- SHORT EXERCISE
Each line below is to be written out in full, exactly as shown.

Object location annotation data
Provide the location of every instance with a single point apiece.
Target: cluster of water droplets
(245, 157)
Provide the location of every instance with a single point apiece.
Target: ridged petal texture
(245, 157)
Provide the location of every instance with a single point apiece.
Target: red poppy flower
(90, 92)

- EXERCISE RESULT
Provide the location of every instance with a single point apiece.
Target: cluster of water droplets
(245, 157)
Provide the location of every instance with a single point apiece.
Target: ridged petal texture
(245, 157)
Provide the location of every instance with a single point apiece.
Target: red poppy flower
(90, 92)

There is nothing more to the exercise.